-- Problem to solve --
Retype, without any change, the lines of the records from the line containing "Mark the large" through the line containing "point(336, 288)", both included, and nothing else.

-- Records provided --
>> Begin

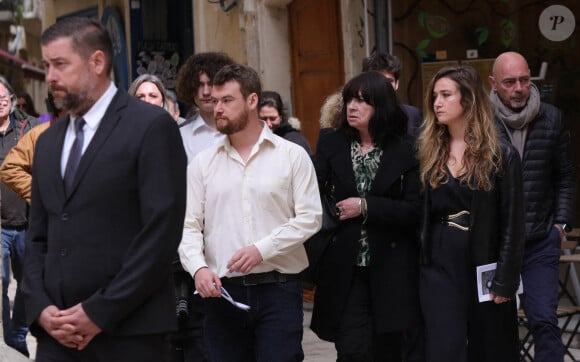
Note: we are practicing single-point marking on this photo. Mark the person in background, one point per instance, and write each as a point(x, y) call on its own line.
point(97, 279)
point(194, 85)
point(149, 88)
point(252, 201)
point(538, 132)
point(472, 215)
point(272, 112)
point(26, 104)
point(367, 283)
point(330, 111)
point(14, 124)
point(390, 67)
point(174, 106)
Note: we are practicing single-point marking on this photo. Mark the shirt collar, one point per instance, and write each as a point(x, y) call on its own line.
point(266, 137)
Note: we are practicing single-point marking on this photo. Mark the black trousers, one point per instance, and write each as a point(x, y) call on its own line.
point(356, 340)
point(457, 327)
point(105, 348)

>> End
>> Begin

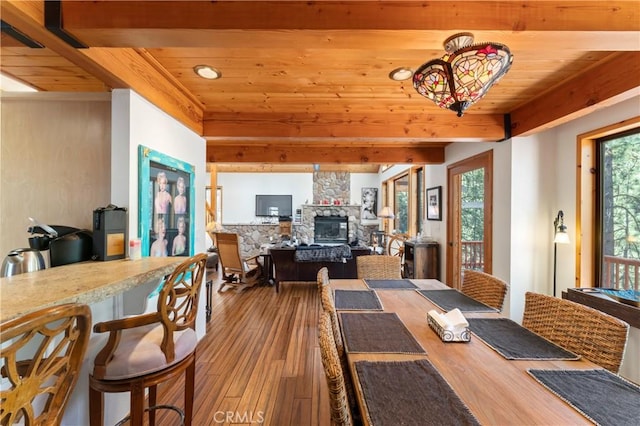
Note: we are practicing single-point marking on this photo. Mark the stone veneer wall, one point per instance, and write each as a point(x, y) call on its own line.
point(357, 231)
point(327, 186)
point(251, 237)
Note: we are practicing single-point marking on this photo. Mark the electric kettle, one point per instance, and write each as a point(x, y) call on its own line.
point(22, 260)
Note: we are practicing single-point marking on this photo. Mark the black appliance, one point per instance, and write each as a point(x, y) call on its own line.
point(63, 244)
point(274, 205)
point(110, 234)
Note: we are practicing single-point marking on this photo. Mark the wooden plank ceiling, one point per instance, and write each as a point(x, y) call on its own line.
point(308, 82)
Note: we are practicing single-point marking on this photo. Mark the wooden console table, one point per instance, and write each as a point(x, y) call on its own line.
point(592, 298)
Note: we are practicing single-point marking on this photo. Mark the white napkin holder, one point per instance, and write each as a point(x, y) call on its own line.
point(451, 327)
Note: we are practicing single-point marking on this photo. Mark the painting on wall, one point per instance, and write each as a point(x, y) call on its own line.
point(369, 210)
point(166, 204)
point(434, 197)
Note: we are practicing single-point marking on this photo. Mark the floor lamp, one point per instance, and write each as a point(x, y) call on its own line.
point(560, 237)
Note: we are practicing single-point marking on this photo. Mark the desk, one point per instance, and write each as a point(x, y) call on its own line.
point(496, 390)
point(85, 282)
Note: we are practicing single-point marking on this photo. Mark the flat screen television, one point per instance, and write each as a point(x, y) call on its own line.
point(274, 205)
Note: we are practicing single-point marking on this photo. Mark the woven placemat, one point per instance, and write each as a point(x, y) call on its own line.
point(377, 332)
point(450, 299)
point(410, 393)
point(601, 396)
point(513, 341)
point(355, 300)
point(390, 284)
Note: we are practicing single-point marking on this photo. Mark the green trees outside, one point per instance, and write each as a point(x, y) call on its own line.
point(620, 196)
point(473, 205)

>> End
>> Begin

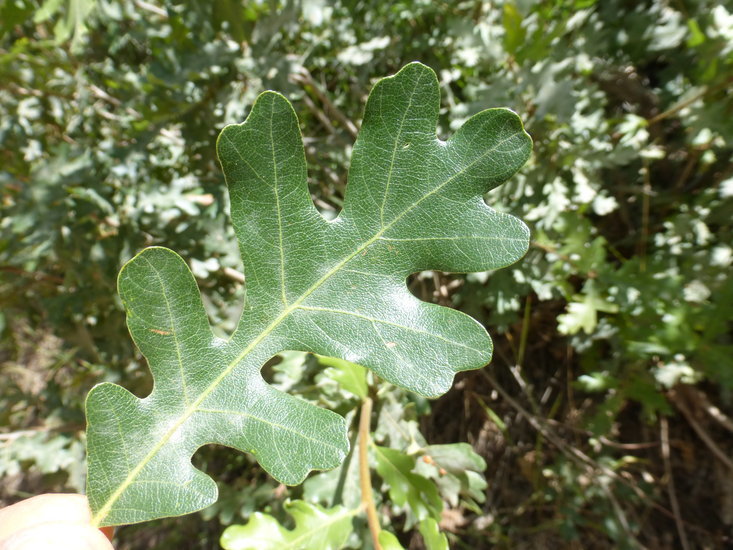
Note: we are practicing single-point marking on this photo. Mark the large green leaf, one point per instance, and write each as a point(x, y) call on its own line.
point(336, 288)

>> End

-- Answer to the exercise --
Note: we are practicing single-point marking on this photo. Mark the large green leaf, one point per instance, and write each as a point(x, y) call on its own line.
point(336, 288)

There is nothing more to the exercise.